Rewrite everything from the line containing "Reviewer note: confirm that each instance of the red" down to the end of the listing, with "keypoint" changed to "marker" and nothing else altered.

(Data records)
────────────────
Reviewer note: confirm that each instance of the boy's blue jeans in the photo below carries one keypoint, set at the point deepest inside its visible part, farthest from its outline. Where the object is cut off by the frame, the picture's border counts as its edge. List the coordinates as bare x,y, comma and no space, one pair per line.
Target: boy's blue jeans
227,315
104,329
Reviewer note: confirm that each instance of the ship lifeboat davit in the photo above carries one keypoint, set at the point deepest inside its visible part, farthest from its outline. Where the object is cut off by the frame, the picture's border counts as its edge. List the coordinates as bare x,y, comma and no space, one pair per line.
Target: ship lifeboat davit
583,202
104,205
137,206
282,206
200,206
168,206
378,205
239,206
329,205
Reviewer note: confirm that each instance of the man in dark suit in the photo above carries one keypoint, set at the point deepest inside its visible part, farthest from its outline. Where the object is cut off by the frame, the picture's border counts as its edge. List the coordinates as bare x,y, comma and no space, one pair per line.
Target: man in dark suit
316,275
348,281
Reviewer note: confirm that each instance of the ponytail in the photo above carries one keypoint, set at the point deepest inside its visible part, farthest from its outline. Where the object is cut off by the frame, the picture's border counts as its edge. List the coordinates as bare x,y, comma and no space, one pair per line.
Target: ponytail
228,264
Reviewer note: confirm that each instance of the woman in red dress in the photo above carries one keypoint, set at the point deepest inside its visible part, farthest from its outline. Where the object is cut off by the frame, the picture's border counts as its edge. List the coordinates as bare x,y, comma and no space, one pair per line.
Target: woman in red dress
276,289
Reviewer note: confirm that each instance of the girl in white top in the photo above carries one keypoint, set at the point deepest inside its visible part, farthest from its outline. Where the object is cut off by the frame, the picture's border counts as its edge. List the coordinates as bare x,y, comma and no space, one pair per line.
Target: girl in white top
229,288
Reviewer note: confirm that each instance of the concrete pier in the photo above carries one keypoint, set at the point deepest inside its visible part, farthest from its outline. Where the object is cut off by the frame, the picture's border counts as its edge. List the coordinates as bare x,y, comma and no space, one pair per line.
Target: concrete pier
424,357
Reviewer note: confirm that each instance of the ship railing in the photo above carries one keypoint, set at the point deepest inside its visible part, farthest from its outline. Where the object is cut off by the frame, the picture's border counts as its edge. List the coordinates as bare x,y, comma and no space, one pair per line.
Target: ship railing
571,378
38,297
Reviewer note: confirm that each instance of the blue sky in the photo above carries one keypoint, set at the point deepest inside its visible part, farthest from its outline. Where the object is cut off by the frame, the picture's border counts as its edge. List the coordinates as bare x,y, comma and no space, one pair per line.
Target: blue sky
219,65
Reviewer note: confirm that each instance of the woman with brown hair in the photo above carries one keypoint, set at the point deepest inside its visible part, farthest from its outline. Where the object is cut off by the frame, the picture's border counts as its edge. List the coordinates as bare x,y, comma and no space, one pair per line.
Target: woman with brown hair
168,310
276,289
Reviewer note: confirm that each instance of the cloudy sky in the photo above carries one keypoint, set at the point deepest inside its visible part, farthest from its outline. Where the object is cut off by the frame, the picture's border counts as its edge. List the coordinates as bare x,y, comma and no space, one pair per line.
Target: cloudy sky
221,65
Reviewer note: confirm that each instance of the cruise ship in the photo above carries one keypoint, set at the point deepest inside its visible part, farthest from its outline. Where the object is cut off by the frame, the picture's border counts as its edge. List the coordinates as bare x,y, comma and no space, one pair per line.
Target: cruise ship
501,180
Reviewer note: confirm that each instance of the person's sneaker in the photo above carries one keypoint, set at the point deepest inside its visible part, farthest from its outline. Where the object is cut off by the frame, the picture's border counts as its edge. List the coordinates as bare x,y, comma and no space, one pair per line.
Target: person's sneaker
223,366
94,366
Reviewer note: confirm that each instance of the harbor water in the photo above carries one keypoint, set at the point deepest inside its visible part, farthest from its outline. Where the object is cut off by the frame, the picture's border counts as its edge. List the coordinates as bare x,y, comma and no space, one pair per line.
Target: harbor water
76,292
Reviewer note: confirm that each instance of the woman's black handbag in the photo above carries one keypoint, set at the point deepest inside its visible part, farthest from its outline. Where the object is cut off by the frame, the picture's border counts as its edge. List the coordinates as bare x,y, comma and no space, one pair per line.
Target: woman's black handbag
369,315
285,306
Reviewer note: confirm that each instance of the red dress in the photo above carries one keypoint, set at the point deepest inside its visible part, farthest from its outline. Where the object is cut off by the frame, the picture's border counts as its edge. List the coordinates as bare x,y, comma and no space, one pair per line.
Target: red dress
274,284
────────────────
Solution to this exercise.
Reviewer note: confirm that each instance of the red dress in the photo above carries one marker, set at the point deepest inside its visible part, farthest from its outline. Where the object is cut off by the frame, the picture's border counts as its edge. List the coordinates as bare x,y, comma and no space, one pair per line.
Target: red dress
274,284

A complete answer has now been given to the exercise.